15 Jul I am enough from Kelly Rae Roberts
photo of Kelly Rae courtesy of Andrea Scher
I’m not sure why it never occurred to me before, but the biggest thing I’ve learned about myself this year is this: I am a perfectionista. And it sort of sucks.
I’m realizing that I go WAY above and beyond what’s expected of me in just about every situation of my life: in my creative business (which translates into a LOT of hard work, late nites, and feelings of sadness the minute I think I disappoint a biz partner or student or customer), in my personal relationships (which translates into my never feeling like I’m giving enough), and in my relationship with myself (which translates into an inner dialogue that goes something like this, “do more, love more, contemplate more, evolve, and do it faster.”).
Add a pregnancy (my first ever!), a big move, a major home renovation (my first ever!), and giant creative biz deadlines/endeavors, and my inner perfectionista is seriously having the time of her life. Everyday, we battle. She pushes in with “get your shit together, Kelly Rae. You aren’t eating enough veggies for your unborn baby,” or “Those wall paint colors you chose for the renovation house are close, but not perfect. Try again” or “You’re first e-course seems to be a hit, but you are making big mistakes with it.” My heart pushes back with all its heart + soul counter language, all the firm yet loving boundaries that generally work like a charm. Most of the time, my heart wins. Because love (even toward ourselves) always wins.
But it’s a constant struggle, especially inside those months where my inspiration seems to have the reigns and I’m just along for the ride. It usually means weeks and weeks of feeling like I’m caught in the whitewash of the surf, just getting hammered by the give and take of the momentum. Or it means an acute awareness of knowing that many people (creative biz partners, students, family, etc) are depending on me to do my very best, to show up and succeed. And let me just say, I’m very good at meeting other’s expectations. I’m a great student, always aim to please and work hard for that A+ grade from you, my family, my friends, my students, my husband, myself. Totally exhausting, right? I know!

[Point-based annotation data]
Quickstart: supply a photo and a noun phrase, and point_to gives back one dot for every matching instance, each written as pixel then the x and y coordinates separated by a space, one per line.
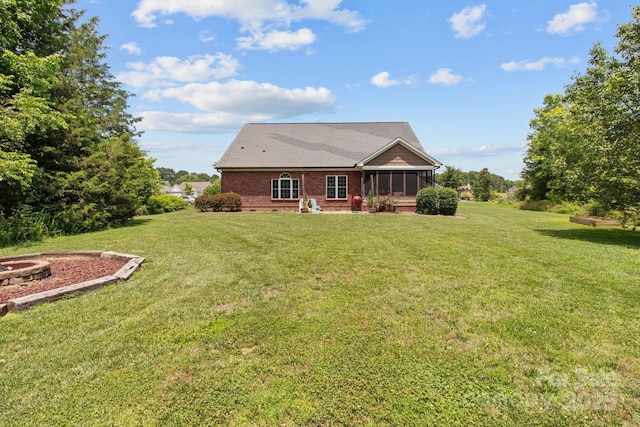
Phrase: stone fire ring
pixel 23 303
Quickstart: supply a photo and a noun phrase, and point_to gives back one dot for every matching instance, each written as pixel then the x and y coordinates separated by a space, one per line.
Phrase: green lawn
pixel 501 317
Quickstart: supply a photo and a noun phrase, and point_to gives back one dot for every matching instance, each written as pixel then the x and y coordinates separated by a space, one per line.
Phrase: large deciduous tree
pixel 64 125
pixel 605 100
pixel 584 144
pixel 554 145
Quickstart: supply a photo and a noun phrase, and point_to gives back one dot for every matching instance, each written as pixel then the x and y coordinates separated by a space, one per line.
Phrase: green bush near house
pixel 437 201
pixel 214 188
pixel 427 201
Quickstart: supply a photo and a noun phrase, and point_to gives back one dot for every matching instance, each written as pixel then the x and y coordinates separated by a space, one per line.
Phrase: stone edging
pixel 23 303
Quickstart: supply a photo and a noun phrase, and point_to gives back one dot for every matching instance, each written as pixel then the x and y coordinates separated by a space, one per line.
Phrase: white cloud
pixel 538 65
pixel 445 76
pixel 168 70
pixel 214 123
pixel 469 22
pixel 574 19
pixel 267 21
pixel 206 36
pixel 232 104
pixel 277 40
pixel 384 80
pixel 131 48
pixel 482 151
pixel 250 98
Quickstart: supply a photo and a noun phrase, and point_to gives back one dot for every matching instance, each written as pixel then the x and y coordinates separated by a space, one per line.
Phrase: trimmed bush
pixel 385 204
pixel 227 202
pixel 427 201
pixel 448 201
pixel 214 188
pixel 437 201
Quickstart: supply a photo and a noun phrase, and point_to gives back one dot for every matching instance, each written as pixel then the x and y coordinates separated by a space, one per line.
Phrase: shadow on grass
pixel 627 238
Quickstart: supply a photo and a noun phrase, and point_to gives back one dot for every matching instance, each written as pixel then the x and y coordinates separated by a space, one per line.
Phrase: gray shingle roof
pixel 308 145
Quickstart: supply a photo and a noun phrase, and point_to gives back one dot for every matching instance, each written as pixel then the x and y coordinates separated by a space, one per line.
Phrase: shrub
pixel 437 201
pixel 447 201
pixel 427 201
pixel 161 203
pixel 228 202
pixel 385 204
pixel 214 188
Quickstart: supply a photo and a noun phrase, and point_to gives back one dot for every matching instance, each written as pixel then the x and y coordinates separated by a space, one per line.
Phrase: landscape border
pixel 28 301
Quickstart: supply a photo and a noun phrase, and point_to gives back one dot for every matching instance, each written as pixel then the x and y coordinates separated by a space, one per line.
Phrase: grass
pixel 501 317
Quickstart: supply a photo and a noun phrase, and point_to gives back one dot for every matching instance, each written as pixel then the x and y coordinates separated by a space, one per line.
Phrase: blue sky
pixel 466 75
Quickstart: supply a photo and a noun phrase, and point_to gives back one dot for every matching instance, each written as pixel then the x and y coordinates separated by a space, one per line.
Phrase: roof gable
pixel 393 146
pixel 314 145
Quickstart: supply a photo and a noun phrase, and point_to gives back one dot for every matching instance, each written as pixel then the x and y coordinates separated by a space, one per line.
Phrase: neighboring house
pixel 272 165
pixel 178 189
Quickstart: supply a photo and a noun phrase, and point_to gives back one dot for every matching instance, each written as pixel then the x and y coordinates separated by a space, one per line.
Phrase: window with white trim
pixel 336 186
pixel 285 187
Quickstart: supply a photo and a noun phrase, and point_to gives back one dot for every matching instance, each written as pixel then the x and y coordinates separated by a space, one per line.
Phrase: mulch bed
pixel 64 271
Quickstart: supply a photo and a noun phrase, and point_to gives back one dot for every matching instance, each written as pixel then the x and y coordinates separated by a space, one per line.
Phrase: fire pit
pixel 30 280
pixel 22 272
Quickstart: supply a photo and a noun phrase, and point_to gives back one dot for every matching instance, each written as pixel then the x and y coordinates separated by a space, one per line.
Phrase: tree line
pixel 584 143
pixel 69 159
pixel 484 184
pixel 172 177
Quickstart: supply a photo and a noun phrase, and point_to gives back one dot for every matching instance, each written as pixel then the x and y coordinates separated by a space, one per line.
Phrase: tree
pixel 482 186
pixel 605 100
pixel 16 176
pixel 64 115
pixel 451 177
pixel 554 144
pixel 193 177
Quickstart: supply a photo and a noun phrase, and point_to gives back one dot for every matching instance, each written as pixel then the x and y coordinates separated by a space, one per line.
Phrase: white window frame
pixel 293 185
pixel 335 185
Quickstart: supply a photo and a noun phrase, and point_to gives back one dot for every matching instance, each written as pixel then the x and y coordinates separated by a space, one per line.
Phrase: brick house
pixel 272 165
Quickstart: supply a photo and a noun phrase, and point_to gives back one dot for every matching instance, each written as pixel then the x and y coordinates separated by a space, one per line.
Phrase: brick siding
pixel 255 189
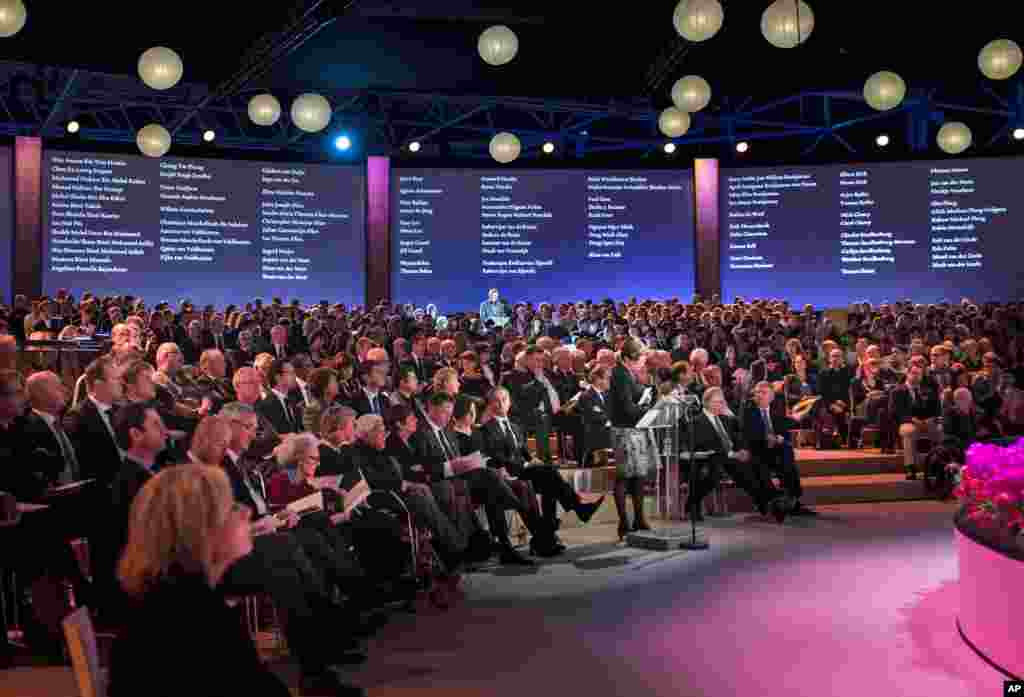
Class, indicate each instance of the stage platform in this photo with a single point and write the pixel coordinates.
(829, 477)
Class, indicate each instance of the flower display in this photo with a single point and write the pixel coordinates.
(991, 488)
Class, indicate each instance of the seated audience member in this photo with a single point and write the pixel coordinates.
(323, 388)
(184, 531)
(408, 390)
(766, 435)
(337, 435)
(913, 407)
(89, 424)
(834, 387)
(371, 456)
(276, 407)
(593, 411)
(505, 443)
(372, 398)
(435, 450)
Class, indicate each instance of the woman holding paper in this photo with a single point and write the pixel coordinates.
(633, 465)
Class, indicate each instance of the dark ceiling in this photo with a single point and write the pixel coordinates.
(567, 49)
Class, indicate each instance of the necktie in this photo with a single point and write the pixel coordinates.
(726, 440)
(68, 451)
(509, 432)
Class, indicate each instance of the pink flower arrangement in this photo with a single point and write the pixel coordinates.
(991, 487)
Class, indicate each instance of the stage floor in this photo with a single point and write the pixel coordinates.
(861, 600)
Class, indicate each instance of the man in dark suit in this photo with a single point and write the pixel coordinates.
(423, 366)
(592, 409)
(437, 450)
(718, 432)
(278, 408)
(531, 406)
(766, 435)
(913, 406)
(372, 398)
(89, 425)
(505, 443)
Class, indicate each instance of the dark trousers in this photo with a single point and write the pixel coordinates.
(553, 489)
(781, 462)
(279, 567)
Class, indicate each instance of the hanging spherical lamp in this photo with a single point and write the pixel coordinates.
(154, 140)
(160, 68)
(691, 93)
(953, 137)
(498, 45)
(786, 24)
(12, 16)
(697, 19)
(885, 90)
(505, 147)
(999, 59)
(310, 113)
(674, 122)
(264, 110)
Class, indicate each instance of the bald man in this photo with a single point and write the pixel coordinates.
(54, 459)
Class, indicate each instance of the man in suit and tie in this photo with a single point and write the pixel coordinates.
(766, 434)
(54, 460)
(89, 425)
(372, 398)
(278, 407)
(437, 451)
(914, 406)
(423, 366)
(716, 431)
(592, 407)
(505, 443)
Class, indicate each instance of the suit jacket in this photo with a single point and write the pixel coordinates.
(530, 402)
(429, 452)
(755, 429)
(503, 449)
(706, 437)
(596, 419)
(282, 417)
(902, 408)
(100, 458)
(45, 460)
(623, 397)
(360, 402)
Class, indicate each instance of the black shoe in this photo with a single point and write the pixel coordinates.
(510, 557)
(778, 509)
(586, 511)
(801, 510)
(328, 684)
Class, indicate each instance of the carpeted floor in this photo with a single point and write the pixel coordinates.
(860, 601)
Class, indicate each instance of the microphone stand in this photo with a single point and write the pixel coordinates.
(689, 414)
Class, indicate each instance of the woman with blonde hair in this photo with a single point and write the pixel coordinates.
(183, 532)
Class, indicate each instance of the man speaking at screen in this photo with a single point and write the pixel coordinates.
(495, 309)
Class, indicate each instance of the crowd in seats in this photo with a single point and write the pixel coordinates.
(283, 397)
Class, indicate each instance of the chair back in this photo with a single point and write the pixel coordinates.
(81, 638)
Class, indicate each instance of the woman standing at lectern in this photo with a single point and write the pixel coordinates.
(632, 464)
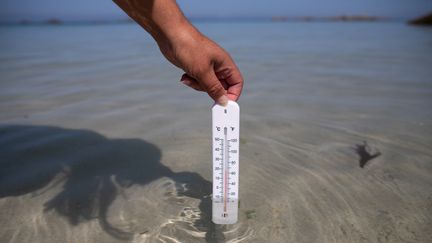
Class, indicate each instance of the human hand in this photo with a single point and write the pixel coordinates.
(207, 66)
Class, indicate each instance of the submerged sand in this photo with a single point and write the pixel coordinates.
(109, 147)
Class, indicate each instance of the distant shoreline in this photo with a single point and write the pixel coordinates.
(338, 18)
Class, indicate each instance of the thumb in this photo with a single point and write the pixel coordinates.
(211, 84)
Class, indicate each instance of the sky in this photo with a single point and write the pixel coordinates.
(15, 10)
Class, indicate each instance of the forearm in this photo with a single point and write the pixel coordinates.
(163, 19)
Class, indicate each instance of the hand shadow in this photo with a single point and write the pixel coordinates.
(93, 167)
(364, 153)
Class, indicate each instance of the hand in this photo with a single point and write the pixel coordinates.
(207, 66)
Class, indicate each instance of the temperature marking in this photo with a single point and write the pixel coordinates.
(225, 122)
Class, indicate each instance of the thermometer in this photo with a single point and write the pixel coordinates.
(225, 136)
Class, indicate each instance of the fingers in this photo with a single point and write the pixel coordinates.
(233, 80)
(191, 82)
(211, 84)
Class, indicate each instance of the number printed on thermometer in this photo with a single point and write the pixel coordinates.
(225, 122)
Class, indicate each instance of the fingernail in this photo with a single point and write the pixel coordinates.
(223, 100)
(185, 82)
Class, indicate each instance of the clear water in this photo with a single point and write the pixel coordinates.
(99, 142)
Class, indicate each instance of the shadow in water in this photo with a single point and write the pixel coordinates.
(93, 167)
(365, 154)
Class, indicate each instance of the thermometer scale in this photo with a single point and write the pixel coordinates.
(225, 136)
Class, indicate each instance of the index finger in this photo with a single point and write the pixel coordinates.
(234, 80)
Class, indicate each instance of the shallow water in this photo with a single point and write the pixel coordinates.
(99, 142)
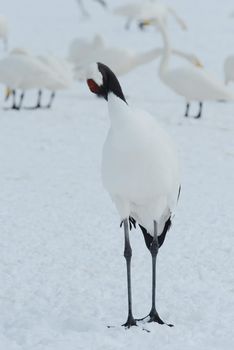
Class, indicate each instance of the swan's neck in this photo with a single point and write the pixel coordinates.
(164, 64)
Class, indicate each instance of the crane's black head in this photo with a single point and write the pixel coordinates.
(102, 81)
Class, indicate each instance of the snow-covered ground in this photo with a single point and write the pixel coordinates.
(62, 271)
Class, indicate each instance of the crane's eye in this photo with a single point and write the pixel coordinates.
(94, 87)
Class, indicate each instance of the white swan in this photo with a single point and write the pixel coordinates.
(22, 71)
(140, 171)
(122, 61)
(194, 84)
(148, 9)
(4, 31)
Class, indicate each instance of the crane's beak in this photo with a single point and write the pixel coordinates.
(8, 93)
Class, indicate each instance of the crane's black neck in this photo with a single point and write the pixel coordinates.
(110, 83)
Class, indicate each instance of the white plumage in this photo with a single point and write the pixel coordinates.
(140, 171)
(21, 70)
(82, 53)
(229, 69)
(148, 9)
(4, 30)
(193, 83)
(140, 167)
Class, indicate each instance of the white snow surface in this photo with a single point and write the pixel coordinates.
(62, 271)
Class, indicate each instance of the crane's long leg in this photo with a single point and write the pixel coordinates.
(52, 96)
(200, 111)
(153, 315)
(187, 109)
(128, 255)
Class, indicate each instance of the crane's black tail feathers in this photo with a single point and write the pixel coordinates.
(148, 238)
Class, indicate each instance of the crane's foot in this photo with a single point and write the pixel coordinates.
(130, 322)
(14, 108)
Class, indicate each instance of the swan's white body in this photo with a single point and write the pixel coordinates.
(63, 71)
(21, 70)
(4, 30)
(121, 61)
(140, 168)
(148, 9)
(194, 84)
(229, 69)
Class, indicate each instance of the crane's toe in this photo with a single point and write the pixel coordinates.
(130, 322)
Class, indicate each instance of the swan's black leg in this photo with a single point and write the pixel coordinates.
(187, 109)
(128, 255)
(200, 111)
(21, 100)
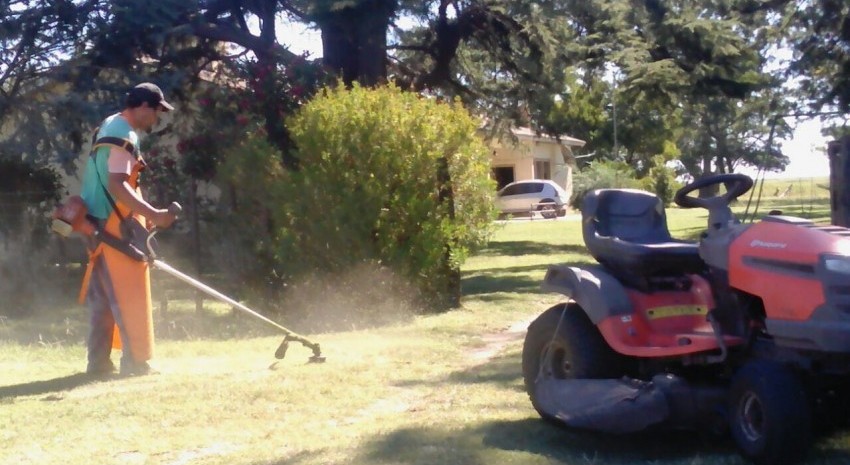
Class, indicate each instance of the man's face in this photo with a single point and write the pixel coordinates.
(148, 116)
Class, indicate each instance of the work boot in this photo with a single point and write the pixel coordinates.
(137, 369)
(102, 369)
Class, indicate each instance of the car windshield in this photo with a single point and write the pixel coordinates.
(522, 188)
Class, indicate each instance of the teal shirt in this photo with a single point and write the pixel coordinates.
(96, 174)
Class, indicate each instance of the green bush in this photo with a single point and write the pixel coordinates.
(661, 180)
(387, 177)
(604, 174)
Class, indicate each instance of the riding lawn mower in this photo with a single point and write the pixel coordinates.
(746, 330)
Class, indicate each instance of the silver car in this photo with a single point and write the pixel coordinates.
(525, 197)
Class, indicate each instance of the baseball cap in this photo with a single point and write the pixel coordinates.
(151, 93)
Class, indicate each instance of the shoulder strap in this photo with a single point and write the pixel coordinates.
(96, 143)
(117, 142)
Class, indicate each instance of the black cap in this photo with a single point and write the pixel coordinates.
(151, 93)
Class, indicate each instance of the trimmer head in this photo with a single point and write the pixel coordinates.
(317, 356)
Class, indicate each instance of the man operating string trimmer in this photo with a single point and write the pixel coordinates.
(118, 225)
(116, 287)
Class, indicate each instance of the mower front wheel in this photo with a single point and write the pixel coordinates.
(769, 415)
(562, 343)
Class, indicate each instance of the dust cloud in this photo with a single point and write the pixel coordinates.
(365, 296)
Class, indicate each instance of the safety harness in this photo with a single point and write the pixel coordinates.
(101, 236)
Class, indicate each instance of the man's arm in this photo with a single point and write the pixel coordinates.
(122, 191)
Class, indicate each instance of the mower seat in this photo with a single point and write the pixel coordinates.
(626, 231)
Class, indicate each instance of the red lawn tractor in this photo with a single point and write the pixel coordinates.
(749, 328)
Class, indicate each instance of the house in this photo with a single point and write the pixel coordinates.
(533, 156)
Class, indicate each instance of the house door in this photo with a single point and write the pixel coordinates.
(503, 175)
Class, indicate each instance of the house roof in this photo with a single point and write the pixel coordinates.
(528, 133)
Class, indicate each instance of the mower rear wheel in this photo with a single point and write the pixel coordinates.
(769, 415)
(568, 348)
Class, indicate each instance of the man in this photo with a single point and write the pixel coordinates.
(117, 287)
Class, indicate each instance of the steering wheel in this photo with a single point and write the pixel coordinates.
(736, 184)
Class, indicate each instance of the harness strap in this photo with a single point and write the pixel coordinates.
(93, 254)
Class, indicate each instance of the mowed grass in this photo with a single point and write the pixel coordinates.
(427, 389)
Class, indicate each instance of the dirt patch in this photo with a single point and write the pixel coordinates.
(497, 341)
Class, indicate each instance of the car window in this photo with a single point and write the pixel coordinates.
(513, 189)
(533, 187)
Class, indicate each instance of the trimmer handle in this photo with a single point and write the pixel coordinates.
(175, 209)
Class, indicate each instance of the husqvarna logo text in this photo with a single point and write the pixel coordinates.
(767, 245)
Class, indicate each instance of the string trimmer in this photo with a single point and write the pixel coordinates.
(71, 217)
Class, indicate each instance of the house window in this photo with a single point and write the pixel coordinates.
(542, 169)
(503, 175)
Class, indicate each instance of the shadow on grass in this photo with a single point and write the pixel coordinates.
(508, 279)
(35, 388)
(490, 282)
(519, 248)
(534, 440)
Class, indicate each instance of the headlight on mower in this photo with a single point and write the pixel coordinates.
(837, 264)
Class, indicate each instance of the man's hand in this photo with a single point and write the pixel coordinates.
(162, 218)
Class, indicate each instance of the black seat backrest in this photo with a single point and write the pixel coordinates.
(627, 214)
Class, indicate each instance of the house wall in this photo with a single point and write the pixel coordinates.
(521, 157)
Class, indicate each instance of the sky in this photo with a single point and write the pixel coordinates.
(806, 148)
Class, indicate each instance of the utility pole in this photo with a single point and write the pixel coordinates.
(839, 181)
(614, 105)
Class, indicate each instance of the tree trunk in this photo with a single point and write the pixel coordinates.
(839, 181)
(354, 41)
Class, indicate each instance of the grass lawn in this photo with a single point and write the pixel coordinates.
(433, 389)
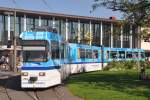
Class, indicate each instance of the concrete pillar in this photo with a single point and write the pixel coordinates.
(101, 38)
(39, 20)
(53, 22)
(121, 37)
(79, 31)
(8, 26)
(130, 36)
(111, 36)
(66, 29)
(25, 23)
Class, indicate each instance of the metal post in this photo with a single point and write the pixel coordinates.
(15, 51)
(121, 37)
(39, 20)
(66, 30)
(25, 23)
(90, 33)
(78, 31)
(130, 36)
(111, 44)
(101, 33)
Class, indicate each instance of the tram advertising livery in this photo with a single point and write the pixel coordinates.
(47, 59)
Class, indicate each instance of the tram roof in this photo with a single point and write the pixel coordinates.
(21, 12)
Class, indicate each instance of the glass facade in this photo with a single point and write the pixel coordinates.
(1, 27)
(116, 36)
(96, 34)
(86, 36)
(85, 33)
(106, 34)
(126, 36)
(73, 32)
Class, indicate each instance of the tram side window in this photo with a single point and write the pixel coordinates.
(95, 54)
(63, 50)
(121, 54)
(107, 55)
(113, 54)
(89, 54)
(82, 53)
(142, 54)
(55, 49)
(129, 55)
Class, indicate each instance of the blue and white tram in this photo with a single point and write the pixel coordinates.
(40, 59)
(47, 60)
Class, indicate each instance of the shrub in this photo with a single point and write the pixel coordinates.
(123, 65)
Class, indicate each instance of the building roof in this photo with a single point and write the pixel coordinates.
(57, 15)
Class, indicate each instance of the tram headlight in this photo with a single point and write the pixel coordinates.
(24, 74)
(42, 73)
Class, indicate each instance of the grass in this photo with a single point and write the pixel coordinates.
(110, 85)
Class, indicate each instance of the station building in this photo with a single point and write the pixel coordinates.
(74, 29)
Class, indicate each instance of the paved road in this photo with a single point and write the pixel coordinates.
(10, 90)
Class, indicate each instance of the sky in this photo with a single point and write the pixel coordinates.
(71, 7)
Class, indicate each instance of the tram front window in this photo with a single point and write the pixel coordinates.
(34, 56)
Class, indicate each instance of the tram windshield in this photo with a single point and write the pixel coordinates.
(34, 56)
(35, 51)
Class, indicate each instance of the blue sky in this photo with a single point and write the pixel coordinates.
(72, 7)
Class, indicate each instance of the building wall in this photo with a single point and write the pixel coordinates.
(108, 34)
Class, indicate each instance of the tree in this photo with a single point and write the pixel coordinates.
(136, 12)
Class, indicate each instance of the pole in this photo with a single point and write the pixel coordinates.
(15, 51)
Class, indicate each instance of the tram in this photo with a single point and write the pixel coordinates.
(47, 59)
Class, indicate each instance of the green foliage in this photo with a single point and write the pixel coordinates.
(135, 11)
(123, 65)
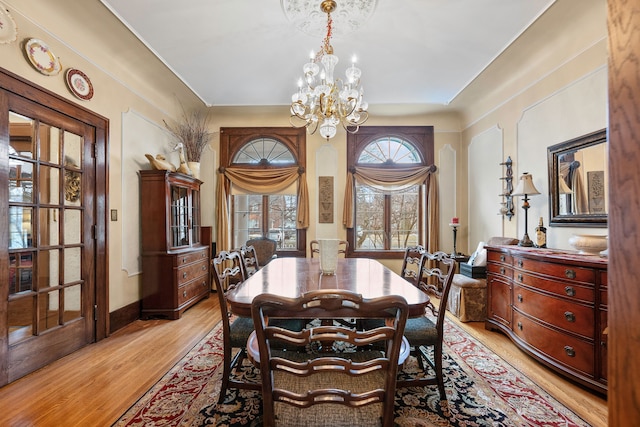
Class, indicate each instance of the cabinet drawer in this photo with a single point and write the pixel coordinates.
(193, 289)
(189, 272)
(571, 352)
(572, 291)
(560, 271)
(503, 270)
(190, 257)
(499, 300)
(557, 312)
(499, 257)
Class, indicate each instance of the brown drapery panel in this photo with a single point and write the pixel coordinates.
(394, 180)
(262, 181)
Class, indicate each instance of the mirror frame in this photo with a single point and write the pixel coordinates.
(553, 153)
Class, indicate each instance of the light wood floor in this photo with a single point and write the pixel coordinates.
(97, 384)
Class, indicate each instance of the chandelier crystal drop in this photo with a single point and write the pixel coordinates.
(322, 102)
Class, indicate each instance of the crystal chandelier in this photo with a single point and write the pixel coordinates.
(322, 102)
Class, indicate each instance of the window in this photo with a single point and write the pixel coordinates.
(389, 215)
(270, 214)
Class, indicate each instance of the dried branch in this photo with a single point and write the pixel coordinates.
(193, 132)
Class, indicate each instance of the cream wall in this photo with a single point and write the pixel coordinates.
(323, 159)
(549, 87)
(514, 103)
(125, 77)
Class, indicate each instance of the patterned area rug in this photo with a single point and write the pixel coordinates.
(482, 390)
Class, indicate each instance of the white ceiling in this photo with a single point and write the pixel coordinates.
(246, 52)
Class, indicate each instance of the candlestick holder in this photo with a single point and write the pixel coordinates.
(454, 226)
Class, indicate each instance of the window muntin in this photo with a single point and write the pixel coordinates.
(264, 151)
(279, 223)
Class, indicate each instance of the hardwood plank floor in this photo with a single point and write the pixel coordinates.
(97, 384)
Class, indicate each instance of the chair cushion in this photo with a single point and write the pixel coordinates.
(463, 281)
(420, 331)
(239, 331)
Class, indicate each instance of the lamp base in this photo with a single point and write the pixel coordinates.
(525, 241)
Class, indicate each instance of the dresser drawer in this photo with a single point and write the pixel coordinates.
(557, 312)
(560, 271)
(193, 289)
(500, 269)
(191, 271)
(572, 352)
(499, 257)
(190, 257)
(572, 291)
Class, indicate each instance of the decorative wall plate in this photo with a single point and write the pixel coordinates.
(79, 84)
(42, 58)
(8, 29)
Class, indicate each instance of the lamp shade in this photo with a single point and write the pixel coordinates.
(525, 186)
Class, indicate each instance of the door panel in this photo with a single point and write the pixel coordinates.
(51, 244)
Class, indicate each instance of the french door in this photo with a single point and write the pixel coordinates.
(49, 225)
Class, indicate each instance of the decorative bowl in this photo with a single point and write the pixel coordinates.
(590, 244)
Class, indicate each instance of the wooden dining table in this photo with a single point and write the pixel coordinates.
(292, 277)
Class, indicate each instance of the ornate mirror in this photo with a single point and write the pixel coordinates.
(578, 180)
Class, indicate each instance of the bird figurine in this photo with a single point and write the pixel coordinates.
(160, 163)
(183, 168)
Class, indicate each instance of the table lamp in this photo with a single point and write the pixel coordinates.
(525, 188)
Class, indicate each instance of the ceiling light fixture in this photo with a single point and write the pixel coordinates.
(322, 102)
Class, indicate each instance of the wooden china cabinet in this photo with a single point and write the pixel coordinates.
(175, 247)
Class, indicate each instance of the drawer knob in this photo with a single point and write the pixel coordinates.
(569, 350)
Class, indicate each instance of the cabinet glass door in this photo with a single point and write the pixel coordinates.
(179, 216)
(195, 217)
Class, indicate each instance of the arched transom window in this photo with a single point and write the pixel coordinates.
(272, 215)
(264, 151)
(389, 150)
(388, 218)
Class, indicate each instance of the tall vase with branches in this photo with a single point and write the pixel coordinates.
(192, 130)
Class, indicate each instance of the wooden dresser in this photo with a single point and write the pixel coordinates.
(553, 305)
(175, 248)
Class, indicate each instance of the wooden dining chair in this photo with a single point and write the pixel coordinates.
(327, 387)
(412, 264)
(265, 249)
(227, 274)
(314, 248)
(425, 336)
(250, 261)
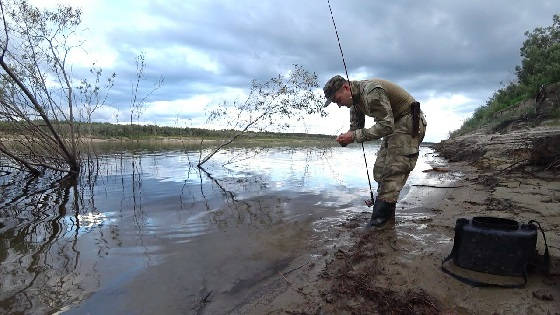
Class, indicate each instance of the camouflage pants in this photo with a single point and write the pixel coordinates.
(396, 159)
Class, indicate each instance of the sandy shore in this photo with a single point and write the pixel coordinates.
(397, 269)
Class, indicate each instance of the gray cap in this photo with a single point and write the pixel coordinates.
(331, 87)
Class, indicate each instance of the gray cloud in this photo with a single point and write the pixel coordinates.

▶ [What you need to do] According to the post, who provided the photo of Kelly Rae?

▶ [Result of the task] Andrea Scher